* [CONSIGNE 1]:
Recopiez à l'identique le passage de la critique de La Malnata ci-dessous, de « La Malnata · » à « l’Abyssinie en 1935. ».

━━━━━ TEXTE À LIRE

La Malnata · Beatrice Salvioni

J’ai un faible pour les autrices italiennes alors quand je repère un nouveau titre, je ne passe généralement pas à côté.

Avec La Malnata (2023), un premier roman prometteur publié simultanément dans près de trente pays, Beatrice Salvioni (1995) signe un beau roman d’apprentissage dans lequel elle nous invite à suivre deux jeunes filles dans leur cheminement vers l’émancipation, avec en toile de fond le contexte de la guerre coloniale menée par l’Italie de Mussolini contre l’Abyssinie en 1935.

La Malnata est l’histoire d’une amitié improbable mais vraie entre deux jeunes filles que tout oppose. Bien que Francesca, la narratrice, soit issue de la bourgeoisie et Maddalena d’un milieu populaire et défavorisé, elles apprennent à se connaître, à s’aimer et à unir leurs forces pour défier les nombreuses normes imposées par une société moralisatrice et se révolter contre la violence des hommes.

Beatrice Salvioni évoque de façon très convaincante les nombreuses normes sociales, les superstitions et les croyances archaïques régissant le quotidien des habitants d’une petite ville du nord de l’Italie fasciste au milieu des années 1930. A cette époque, les femmes n’avaient pas leur mot à dire, les enfants apprenaient dès leur plus jeune âge à vénérer le Duce et un simple accident pouvait suffire à faire de quelqu’un une paria, une pestiférée, une sorcière infréquentable pour le restant de ses jours.

« On l’appelait la Malnata et personne ne l’aimait. Prononcer son nom portait malheur. C’était une sorcière, une de celles qui vous collent sur le dos le souffle de la mort. Elle avait le démon dans la peau et il ne fallait pas lui parler. »

━━━━━━━━━━
━━━━━ DONNÉES SOURCES

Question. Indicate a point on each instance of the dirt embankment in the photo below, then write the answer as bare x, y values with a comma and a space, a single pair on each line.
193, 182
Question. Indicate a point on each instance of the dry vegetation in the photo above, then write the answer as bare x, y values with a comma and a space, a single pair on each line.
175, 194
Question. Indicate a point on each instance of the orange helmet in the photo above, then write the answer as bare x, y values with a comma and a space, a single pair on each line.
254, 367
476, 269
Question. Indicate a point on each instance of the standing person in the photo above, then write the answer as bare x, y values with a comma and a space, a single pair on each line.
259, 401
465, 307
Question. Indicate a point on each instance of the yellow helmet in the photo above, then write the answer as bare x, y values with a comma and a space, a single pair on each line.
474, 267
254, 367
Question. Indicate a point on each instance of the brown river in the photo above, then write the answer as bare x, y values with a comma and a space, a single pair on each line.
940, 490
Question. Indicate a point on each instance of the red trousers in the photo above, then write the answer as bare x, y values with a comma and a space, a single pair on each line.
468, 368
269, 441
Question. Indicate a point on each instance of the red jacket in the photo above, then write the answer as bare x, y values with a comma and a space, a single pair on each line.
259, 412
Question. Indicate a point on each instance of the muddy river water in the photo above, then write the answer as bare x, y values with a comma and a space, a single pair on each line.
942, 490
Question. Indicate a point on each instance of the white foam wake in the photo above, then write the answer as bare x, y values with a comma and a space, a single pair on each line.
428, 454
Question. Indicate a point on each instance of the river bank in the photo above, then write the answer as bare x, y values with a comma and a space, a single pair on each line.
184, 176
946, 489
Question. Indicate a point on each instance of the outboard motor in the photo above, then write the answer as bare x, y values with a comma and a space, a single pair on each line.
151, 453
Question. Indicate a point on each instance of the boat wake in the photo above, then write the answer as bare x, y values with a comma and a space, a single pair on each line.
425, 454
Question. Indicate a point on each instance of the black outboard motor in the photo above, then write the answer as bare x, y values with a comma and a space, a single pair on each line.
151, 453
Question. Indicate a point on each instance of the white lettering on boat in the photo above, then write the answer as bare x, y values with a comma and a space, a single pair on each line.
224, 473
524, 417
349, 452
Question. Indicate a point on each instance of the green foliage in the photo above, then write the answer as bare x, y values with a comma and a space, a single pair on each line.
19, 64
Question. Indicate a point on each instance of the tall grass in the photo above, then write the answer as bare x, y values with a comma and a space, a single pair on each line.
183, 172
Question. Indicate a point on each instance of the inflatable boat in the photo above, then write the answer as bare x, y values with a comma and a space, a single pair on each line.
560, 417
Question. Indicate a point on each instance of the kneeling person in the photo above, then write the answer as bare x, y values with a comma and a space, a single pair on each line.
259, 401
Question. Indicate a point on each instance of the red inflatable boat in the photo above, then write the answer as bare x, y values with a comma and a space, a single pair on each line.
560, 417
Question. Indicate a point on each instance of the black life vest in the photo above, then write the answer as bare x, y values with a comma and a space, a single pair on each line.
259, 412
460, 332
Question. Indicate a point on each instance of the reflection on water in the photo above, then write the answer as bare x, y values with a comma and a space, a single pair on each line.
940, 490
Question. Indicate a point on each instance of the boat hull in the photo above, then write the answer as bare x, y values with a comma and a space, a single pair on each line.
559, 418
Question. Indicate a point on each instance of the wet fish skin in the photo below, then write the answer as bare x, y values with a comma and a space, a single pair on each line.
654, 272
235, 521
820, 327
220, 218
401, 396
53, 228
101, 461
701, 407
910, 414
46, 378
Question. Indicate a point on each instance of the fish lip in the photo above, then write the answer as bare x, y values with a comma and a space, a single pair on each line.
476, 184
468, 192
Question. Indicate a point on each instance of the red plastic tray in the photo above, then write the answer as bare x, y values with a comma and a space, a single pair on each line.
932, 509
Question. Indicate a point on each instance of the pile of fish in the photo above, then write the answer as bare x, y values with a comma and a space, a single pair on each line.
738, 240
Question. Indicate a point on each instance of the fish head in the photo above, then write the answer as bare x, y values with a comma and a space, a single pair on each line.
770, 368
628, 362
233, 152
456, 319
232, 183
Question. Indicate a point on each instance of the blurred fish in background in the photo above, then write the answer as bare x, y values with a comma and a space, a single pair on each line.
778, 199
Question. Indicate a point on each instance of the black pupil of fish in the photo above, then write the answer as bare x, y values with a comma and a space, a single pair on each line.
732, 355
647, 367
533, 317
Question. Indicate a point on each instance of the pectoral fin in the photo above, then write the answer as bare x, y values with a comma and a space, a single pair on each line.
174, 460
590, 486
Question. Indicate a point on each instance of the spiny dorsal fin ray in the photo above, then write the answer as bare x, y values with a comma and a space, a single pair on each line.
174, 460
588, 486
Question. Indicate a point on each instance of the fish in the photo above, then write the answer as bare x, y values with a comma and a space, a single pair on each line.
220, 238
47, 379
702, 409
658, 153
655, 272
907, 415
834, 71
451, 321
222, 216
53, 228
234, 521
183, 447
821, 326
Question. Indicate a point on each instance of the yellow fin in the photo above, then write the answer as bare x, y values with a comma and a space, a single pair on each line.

━━━━━━━━━━
━━━━━ DONNÉES SOURCES

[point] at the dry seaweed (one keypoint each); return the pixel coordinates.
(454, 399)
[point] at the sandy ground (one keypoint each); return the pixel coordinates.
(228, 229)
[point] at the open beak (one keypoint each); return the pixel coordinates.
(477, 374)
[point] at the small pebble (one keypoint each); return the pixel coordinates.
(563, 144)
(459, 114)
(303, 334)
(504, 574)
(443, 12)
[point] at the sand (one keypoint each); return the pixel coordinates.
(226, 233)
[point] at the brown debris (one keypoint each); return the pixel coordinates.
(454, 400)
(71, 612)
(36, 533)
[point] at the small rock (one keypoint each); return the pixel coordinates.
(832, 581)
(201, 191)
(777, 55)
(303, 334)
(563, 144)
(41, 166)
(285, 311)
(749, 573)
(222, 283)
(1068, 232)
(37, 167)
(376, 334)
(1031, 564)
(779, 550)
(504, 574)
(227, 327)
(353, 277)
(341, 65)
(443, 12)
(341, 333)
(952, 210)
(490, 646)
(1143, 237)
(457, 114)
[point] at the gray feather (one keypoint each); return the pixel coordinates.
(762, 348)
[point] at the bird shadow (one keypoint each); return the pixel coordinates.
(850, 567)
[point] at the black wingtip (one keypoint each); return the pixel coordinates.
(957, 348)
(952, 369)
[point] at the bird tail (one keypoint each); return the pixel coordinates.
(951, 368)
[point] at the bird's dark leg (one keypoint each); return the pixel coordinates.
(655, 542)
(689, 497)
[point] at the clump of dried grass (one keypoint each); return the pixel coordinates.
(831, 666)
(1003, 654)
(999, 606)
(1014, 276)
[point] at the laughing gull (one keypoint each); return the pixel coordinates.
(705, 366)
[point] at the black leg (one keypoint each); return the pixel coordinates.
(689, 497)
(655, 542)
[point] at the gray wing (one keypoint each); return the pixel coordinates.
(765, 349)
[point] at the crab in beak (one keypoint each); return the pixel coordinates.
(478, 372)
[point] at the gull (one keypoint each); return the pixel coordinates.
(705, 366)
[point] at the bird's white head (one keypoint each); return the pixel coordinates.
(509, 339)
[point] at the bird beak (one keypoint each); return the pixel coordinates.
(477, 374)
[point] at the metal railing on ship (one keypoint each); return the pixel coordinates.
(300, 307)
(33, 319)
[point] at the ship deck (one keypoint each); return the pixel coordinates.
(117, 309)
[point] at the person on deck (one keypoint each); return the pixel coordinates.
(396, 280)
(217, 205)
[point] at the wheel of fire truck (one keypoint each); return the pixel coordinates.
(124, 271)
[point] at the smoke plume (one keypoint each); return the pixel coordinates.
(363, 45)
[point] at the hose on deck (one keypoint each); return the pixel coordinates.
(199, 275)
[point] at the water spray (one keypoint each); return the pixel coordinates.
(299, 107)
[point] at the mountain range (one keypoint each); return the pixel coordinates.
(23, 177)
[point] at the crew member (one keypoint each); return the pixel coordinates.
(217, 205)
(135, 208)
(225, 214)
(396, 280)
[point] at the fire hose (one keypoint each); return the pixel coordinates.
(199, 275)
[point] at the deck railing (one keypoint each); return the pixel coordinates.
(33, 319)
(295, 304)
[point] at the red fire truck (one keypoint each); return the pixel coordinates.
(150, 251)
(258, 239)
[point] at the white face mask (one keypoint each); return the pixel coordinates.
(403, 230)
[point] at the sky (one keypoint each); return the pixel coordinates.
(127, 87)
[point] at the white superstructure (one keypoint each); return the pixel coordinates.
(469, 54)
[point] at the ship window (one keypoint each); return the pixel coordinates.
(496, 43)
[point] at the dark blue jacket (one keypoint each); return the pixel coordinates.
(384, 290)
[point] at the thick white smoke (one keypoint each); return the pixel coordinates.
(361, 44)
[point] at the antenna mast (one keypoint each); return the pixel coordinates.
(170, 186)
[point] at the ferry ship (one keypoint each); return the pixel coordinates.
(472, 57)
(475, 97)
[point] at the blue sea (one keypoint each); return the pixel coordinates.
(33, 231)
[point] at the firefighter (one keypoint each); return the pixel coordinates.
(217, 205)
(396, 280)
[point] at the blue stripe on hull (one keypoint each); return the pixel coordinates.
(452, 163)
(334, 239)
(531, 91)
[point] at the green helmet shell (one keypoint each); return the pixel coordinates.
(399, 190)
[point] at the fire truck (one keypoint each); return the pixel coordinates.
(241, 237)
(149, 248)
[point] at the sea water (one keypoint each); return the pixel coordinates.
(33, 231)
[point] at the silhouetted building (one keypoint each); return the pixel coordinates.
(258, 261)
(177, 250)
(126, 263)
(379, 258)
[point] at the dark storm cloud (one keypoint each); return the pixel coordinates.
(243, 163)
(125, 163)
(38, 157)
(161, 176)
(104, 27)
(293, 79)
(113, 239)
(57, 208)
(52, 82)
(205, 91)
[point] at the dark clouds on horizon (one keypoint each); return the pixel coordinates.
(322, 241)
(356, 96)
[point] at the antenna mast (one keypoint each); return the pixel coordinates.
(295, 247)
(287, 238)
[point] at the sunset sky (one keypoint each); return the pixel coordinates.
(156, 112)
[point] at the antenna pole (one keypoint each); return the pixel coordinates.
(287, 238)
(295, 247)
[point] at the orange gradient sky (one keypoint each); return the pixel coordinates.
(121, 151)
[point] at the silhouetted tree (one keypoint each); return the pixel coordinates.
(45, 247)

━━━━━━━━━━
━━━━━ DONNÉES SOURCES

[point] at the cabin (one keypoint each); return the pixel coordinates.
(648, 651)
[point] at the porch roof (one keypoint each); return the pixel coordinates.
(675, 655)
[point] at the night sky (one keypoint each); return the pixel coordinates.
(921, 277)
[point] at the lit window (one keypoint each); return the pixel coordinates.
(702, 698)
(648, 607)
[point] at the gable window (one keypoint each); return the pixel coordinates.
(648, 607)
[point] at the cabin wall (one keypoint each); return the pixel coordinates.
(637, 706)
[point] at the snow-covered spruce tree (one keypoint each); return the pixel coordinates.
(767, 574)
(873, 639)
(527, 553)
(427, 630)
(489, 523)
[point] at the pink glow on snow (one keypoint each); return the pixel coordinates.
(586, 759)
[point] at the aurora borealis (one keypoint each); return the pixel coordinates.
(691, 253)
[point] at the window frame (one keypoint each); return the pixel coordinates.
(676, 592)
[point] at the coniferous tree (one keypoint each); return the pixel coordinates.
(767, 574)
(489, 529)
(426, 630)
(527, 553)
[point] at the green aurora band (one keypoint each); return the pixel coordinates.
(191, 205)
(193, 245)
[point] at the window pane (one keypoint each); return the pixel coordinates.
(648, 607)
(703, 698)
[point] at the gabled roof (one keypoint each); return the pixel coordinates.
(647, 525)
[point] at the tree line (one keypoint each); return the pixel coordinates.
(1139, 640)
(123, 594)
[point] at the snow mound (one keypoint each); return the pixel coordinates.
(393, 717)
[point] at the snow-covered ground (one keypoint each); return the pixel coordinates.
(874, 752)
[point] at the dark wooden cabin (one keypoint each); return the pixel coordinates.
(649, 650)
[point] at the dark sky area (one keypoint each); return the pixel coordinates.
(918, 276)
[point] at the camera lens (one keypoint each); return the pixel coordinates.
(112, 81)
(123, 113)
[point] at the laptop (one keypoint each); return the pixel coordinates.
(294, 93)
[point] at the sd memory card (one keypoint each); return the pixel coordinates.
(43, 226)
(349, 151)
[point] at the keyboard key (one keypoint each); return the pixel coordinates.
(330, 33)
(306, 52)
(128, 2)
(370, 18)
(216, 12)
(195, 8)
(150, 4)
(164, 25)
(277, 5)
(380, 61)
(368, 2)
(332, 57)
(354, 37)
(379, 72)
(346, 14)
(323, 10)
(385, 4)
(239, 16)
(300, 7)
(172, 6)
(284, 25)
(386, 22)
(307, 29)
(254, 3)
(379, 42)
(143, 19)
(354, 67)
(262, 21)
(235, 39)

━━━━━━━━━━

* [CONSIGNE 2]:
Combien de lignes des enregistrements ci-dessus contiennent la chaîne « jacket », en respectant la casse ? Donnez seulement le nombre.

* [RÉPONSE RÉDIGÉE 1]:
La Malnata · Beatrice Salvioni

J’ai un faible pour les autrices italiennes alors quand je repère un nouveau titre, je ne passe généralement pas à côté.

Avec La Malnata (2023), un premier roman prometteur publié simultanément dans près de trente pays, Beatrice Salvioni (1995) signe un beau roman d’apprentissage dans lequel elle nous invite à suivre deux jeunes filles dans leur cheminement vers l’émancipation, avec en toile de fond le contexte de la guerre coloniale menée par l’Italie de Mussolini contre l’Abyssinie en 1935.

* [RÉPONSE RÉDIGÉE 2]:
2